-- START Data provided --
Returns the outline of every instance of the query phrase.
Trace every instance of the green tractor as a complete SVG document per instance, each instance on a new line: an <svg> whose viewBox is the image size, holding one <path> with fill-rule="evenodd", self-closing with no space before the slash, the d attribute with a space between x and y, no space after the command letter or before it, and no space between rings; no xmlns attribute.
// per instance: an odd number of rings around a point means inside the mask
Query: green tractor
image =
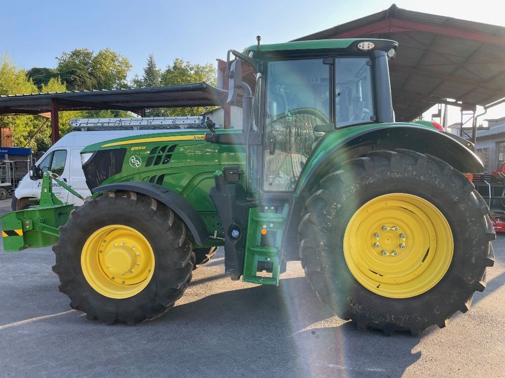
<svg viewBox="0 0 505 378"><path fill-rule="evenodd" d="M228 100L241 98L241 130L208 119L207 133L88 146L92 197L76 210L58 203L45 172L46 200L3 218L6 250L56 243L60 290L109 324L165 312L224 245L234 280L278 285L286 262L300 260L319 298L360 329L444 327L484 290L495 234L461 173L483 170L471 144L394 121L397 47L259 39L230 50Z"/></svg>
-- END Data provided --
> **Written exercise**
Reproduce every item above verbatim, leaving out the pictures.

> **Exercise output**
Returns the outline of every instance of the query phrase.
Trace every instance of the green tractor as a complete SVG document per instance, each instance on a new line: an <svg> whose viewBox is the image size, holding one <path> with fill-rule="evenodd", self-closing with no space before the slash, the d attribute with a space between x and y, no space after the command letter or before it, and no space between rings; no xmlns attribute.
// per instance: an odd number of rings around a point means inside the mask
Query: green tractor
image =
<svg viewBox="0 0 505 378"><path fill-rule="evenodd" d="M228 100L241 98L241 130L208 119L207 133L88 146L92 197L76 210L58 203L45 172L46 200L3 218L6 250L56 243L60 290L109 324L165 312L224 245L234 280L278 285L286 262L300 260L319 298L360 329L444 327L484 290L495 234L461 173L483 170L471 144L394 121L397 47L259 39L230 50Z"/></svg>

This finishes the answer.